▶ [AUFGABENSTELLUNG] Bitte nenne anhand des Textes über Gerd den Ort, an dem er die Ausbildung zum Positivretuscheur machte.

==== VORLIEGENDER TEXT ====

Nur er guckte auf den Bildern immer ganz vergnügt. Zufrieden eben.

Gerd war ein Wunschkind, das hat seine Mutter oft gesagt. Der Bruder war im Krieg geboren, ein zweites Kind hatte sie verloren. Gerd kam im Frieden und ohne Komplikationen zur Welt. Gut möglich, dass sich ihr Glücksgefühl direkt auf ihn übertragen hat. Jedenfalls wurde aus dem Wunschkind ein junger Mann zufriedener Natur mit ausgeprägtem Berufswunsch: Werbegrafiker.

Schuld daran war sein Bruder. Der fotografierte gern, und er las „Twen“. Gerd war beeindruckt und ging die Karriere systematisch an: erst die Ausbildung zum Positivretuscheur in Braunschweig, dann das Praktikum in der Werbeagentur. Schritt drei: die Fotoausbildung an der Lette-Schule in Berlin-Schöneberg.

==== GESPEICHERTE DATEN ====

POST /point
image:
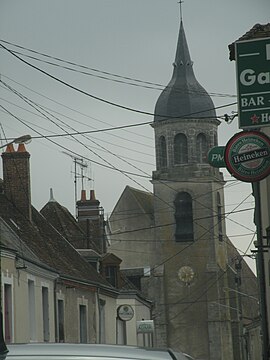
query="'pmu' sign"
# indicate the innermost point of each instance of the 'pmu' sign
(253, 82)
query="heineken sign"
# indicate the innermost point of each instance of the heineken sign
(253, 82)
(247, 156)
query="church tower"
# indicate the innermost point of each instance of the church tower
(192, 309)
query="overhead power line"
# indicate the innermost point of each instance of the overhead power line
(141, 83)
(104, 100)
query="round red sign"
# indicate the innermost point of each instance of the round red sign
(247, 156)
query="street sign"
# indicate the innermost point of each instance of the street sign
(216, 156)
(145, 326)
(247, 156)
(125, 312)
(253, 82)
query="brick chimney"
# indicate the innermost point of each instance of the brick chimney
(16, 178)
(91, 220)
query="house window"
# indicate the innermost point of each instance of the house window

====

▶ [ANTWORT] In Braunschweig.